(SELECTED EXTRACT):
○ ○ ○ ○ ○ ○ ○
Ivan Provorov passes latest rookie test by shutting down Jaromir Jagr

Ivan Provorov passes latest rookie test by shutting down Jaromir Jagr

VOORHEES, N.J. — Maybe he saw some old video of how Chris Therien did it.
 
Or maybe Ivan Provorov just shrugged his 19-year-old shoulders and figured he’d do it his way.
 
Whatever the Flyers' rookie defenseman did, he shut down the ageless Jaromir Jagr during Tuesday’s 3-2 overtime victory against the Florida Panthers. 
 
Just like Therien used to do back in the day. 
 
Provorov frustrated Jagr into taking penalties. And when he wasn’t in the box for hooking the rookie, you could visibly see Jagr’s frustration across his face.
 
At one point, they were talking to each other on the ice. A Russian and a Czech. What was said?
 
“It stays in the game,” Provorov said with a smile Wednesday.
 
Provorov said he didn’t spend time watching a ton of video.
 
“We did our pre-scout in the morning,” he said. “That was it.”
 
Provorov, with help from centerman Pierre-Edouard Bellemare, held Jagr to one shot. His teammates were impressed.
 
“Unbelievable, a 19-year-old kid going against Jaromir Jagr,” Wayne Simmonds said. “I think he did a pretty good job. 
 
“I think he has done a great job all year long and he is only going to get better. If you watch him play, he is getting better and better, not every game but every shift.”
 
Provorov had an assist and two blocked shots, including a critical block on Reilly Smith that could have been a game-winner in overtime.
 
“Well we haven’t used him a lot in the 3-on-3 but we felt that it was time,” coach Dave Hakstol said. “Again, coming off of a real solid night where he’s playing against really good players all night long, he continued that right through the OT. 
 
“The impressive thing on that play is the read that he made to make that block … I haven’t looked at it on the replay or on tape yet. But I think that Mase might have been over on it but that play that Provy made was potentially a game saving play right there.”
○ ○ ○ ○ ○ ○ ○
(WHAT IS EXPECTED): Reproduce the passage from the hockey article starting with "Just like Therien" and going on through "ton of video.". Answer using only the text about Ivan Provorov and Jaromir Jagr.
○ ○ ○ ○ ○ ○ ○
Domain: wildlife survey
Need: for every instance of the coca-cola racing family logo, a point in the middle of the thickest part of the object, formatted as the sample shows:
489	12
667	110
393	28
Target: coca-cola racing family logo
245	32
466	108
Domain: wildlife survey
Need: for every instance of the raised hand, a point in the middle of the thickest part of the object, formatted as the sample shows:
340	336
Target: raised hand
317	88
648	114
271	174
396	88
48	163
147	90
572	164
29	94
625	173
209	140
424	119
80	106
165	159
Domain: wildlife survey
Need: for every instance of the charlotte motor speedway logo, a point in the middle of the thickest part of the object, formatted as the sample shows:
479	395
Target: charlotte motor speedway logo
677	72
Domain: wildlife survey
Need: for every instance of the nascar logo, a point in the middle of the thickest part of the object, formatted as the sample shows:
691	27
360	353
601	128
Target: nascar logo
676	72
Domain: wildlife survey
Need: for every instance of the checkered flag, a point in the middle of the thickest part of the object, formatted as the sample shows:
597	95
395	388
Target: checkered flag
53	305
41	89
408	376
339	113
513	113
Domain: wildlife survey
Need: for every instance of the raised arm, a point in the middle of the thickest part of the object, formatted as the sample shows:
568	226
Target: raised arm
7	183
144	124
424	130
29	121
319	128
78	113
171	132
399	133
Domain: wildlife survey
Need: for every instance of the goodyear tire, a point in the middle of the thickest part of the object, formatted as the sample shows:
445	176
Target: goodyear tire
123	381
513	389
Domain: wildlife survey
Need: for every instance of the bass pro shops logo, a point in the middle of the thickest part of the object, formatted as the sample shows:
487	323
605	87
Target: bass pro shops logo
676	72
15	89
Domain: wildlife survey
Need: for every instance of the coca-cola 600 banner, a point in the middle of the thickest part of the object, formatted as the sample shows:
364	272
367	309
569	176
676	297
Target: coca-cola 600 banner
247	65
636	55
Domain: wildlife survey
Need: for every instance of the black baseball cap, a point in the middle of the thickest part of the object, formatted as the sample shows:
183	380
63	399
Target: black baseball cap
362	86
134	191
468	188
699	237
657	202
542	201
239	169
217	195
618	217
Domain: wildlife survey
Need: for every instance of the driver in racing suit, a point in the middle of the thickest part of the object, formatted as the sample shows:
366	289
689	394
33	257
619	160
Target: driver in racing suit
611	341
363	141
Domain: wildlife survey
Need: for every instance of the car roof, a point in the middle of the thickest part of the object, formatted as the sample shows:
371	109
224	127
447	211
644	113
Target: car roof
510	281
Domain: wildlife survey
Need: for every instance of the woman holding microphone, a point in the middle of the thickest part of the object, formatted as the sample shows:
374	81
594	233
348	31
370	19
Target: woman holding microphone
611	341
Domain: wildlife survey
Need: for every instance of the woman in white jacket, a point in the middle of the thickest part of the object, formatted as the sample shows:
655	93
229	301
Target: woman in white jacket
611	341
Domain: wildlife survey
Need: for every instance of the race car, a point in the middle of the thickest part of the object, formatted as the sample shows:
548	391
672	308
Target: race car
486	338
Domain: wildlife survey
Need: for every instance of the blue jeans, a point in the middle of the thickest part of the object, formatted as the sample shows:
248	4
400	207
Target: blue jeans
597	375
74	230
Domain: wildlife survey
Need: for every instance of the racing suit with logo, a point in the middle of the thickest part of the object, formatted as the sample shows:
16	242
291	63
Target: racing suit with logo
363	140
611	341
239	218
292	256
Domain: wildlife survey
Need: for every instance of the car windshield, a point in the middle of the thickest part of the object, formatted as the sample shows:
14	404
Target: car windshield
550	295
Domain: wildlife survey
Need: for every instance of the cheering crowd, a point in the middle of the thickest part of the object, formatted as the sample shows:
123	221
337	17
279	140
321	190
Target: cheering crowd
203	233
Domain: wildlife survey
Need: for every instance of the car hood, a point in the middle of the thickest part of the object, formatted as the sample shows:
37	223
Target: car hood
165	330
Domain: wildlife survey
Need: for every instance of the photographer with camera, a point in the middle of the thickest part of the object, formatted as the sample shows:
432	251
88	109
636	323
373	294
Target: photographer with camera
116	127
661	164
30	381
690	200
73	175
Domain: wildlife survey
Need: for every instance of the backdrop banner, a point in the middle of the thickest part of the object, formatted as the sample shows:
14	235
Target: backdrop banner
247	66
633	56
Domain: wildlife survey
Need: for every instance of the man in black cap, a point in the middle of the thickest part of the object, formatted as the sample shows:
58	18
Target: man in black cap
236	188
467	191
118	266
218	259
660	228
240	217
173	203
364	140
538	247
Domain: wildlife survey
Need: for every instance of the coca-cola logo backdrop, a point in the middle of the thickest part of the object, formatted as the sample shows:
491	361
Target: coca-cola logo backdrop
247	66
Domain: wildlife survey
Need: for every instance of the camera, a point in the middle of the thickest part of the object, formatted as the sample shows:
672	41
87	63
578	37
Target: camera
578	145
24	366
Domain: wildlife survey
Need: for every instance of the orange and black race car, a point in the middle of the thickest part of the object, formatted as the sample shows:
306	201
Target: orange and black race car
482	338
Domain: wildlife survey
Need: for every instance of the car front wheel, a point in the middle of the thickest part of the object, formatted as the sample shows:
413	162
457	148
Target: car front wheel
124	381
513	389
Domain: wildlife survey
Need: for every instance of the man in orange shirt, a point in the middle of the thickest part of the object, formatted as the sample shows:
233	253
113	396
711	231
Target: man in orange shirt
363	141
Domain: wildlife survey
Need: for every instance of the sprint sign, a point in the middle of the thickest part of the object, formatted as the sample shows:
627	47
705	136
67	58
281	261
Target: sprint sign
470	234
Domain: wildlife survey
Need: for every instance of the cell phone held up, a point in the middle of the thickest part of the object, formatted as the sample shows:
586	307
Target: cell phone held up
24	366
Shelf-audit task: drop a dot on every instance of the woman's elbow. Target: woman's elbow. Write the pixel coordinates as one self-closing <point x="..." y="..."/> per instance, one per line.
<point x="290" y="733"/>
○ ○ ○ ○ ○ ○ ○
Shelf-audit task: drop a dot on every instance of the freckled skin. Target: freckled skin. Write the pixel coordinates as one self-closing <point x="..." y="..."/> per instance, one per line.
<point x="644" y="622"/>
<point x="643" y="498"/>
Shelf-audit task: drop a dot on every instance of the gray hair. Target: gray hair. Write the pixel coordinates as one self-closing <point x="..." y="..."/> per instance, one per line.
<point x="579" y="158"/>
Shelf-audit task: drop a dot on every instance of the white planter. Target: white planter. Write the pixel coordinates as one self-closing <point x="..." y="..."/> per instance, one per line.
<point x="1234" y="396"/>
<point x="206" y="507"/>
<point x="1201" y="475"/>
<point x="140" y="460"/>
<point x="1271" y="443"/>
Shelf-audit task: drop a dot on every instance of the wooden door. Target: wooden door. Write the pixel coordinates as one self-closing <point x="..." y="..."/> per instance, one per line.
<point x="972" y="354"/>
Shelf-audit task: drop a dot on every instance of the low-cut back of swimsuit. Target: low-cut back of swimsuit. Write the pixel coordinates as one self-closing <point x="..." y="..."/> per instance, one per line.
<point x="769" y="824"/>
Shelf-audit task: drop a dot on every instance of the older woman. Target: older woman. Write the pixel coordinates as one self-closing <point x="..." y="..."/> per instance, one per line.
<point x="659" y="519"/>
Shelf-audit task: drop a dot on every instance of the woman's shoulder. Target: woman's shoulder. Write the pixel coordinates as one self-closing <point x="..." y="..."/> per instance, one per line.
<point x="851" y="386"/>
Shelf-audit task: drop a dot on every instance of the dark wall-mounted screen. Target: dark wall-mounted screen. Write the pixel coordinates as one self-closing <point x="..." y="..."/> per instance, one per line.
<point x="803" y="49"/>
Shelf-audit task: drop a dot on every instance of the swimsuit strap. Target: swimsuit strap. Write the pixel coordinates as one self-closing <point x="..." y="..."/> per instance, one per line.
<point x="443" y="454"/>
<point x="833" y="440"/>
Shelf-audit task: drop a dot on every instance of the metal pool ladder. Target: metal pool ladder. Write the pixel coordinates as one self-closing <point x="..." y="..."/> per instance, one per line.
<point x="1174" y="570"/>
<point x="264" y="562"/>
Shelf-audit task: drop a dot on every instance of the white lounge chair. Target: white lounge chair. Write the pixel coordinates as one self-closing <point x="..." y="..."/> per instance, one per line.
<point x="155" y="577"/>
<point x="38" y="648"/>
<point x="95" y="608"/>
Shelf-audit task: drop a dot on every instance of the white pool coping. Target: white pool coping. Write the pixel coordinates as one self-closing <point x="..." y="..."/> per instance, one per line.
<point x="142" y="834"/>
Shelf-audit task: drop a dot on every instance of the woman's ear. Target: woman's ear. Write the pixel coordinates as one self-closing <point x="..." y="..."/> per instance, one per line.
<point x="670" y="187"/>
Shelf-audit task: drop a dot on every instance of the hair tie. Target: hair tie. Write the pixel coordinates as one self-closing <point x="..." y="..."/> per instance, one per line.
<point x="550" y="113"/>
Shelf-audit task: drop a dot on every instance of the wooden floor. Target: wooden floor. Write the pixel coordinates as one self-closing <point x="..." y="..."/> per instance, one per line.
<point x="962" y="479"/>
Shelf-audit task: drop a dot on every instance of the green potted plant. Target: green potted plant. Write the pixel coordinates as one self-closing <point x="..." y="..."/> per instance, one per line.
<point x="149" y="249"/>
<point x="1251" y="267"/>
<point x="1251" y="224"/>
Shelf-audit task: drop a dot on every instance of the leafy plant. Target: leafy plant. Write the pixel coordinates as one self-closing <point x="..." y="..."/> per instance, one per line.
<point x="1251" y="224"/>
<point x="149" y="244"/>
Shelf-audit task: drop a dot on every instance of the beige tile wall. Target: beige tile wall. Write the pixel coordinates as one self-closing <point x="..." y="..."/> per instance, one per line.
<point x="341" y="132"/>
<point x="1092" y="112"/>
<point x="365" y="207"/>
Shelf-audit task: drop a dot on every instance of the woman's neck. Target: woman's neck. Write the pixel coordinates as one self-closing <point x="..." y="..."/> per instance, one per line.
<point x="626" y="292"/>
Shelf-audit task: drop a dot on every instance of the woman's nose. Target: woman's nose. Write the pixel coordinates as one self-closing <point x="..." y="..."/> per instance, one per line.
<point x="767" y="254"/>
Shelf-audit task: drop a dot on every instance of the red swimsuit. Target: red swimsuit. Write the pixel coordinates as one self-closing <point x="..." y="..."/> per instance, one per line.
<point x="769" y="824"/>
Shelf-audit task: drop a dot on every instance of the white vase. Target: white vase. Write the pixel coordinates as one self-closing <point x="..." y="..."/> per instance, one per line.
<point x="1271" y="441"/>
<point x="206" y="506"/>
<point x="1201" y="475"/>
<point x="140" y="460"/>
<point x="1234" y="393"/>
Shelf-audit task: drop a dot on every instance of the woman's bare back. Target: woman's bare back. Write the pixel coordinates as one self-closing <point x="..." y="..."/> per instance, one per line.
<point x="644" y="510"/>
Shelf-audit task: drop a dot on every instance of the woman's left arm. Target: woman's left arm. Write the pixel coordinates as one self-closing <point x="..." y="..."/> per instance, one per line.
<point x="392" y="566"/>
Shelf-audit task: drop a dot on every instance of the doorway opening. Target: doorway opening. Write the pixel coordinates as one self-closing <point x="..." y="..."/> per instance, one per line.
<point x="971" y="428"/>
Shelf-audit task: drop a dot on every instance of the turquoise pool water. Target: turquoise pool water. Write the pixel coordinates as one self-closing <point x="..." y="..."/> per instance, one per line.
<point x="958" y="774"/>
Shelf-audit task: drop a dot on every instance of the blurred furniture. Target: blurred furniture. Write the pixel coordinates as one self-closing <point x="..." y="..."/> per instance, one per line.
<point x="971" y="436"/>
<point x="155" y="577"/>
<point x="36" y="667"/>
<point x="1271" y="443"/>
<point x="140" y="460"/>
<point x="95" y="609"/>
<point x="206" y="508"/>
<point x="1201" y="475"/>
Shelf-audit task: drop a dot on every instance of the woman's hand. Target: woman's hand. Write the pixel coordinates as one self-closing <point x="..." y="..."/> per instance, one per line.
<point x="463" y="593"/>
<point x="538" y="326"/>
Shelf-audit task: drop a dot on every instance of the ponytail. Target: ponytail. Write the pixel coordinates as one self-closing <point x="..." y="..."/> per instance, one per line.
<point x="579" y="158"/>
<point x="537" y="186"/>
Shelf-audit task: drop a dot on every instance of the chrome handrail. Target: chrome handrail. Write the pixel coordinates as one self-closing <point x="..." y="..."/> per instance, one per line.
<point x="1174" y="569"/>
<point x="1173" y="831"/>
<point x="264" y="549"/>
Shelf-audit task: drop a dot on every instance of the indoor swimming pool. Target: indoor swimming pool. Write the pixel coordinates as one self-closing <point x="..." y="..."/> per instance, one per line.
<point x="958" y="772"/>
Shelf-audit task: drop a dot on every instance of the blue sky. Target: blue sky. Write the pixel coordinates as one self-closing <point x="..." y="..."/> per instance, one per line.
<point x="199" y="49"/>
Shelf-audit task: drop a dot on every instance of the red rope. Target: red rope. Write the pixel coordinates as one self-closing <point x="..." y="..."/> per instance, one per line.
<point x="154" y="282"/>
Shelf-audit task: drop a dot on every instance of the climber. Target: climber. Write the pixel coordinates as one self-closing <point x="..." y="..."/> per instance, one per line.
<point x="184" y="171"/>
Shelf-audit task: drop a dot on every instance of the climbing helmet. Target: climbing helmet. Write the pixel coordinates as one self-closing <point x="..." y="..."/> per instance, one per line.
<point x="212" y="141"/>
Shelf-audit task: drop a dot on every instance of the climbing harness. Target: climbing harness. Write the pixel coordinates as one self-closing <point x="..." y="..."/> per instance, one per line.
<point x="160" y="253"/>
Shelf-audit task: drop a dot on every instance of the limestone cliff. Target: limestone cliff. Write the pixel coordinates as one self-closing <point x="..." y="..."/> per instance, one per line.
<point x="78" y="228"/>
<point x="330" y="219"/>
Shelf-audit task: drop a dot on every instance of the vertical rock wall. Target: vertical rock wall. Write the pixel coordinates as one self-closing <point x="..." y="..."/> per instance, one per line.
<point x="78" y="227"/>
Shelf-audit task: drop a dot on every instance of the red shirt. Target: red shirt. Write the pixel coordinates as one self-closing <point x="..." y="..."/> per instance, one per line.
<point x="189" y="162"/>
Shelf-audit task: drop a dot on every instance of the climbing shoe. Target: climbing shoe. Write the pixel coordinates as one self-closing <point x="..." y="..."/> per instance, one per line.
○ ○ ○ ○ ○ ○ ○
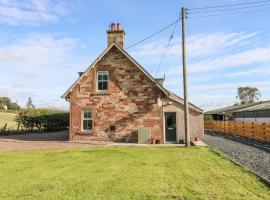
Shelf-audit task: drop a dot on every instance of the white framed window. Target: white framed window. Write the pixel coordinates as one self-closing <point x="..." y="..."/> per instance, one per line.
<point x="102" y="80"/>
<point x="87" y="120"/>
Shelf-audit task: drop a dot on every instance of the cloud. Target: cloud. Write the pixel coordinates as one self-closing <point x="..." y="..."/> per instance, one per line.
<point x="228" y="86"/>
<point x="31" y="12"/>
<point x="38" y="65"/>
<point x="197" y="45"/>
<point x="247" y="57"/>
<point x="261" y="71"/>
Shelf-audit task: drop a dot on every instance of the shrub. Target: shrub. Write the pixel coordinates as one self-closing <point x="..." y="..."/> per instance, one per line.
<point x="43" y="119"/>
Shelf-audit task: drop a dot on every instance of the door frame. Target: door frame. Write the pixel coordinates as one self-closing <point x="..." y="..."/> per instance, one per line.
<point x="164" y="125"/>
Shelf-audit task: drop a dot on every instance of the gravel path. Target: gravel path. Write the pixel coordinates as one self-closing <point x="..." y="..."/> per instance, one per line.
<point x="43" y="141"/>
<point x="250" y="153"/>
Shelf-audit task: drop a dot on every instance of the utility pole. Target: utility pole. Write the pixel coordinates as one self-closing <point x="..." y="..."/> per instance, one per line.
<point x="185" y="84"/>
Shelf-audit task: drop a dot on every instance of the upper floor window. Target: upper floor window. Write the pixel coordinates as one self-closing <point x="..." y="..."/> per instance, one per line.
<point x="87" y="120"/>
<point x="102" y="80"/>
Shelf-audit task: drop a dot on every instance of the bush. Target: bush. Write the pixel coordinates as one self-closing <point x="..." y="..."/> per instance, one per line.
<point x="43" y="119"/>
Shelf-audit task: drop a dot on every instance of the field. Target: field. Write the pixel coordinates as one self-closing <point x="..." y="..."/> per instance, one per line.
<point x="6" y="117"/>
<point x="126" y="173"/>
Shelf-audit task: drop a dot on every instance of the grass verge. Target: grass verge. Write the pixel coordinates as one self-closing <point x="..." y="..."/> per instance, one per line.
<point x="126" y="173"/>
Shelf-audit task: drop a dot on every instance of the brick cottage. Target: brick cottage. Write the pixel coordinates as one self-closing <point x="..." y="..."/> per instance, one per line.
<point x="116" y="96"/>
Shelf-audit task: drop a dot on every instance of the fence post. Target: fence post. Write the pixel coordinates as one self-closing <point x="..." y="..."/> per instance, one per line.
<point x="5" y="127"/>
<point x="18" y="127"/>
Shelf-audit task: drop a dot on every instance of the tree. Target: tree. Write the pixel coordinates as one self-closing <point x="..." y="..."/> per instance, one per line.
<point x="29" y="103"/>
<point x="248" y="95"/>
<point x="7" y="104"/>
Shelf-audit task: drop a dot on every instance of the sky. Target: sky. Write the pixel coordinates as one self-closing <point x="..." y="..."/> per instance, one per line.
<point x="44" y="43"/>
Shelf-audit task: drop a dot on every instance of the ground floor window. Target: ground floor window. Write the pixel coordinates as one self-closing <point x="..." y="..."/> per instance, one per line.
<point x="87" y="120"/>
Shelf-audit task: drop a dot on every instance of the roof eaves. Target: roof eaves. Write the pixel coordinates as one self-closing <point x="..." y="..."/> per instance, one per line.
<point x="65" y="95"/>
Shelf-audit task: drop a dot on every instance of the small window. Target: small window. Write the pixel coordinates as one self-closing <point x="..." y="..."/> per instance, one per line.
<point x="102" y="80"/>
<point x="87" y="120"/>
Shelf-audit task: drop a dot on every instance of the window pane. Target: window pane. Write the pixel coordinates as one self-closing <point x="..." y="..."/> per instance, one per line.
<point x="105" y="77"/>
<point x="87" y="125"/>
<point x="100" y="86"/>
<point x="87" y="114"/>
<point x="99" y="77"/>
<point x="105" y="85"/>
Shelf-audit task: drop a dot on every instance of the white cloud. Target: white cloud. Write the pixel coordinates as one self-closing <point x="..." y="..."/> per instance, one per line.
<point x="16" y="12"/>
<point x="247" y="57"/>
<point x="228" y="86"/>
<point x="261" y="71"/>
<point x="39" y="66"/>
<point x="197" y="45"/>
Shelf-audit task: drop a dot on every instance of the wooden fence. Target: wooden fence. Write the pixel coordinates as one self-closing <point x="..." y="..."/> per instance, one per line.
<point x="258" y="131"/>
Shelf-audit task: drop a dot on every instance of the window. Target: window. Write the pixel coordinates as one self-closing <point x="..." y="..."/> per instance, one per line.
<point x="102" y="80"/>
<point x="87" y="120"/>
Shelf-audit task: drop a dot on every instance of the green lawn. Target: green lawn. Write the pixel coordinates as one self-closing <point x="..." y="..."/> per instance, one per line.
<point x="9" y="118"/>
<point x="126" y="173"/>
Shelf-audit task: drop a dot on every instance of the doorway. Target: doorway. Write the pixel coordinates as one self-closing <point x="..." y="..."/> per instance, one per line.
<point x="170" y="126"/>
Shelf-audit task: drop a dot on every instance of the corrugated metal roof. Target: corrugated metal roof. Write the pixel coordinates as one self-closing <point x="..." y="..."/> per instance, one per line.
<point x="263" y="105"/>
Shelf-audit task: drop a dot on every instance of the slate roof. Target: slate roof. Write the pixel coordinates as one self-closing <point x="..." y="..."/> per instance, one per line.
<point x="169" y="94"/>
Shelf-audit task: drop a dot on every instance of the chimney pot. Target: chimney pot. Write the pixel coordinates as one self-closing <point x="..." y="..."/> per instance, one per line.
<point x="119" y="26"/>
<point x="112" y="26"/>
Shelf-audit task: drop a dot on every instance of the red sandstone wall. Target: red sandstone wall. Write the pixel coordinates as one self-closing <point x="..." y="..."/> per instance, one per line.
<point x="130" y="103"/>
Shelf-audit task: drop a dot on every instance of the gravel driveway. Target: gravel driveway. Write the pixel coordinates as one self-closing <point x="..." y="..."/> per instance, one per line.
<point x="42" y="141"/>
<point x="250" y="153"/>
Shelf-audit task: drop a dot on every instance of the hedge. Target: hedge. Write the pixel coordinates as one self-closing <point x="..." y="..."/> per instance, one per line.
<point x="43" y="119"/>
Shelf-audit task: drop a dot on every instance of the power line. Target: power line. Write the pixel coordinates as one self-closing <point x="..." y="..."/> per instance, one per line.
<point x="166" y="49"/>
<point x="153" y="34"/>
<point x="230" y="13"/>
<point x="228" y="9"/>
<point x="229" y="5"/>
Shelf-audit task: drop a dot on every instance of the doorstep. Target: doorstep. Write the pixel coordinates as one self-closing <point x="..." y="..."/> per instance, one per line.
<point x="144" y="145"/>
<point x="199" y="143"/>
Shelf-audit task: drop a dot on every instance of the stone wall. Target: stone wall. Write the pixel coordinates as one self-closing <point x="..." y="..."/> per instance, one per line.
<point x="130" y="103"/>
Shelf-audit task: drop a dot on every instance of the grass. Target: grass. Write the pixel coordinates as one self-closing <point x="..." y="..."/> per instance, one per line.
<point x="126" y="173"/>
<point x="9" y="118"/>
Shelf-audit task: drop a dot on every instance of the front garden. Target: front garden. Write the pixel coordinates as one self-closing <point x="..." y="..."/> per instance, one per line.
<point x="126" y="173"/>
○ ○ ○ ○ ○ ○ ○
(YOUR RESPONSE):
Just like Therien used to do back in the day. 
 
Provorov frustrated Jagr into taking penalties. And when he wasn’t in the box for hooking the rookie, you could visibly see Jagr’s frustration across his face.
 
At one point, they were talking to each other on the ice. A Russian and a Czech. What was said?
 
“It stays in the game,” Provorov said with a smile Wednesday.
 
Provorov said he didn’t spend time watching a ton of video.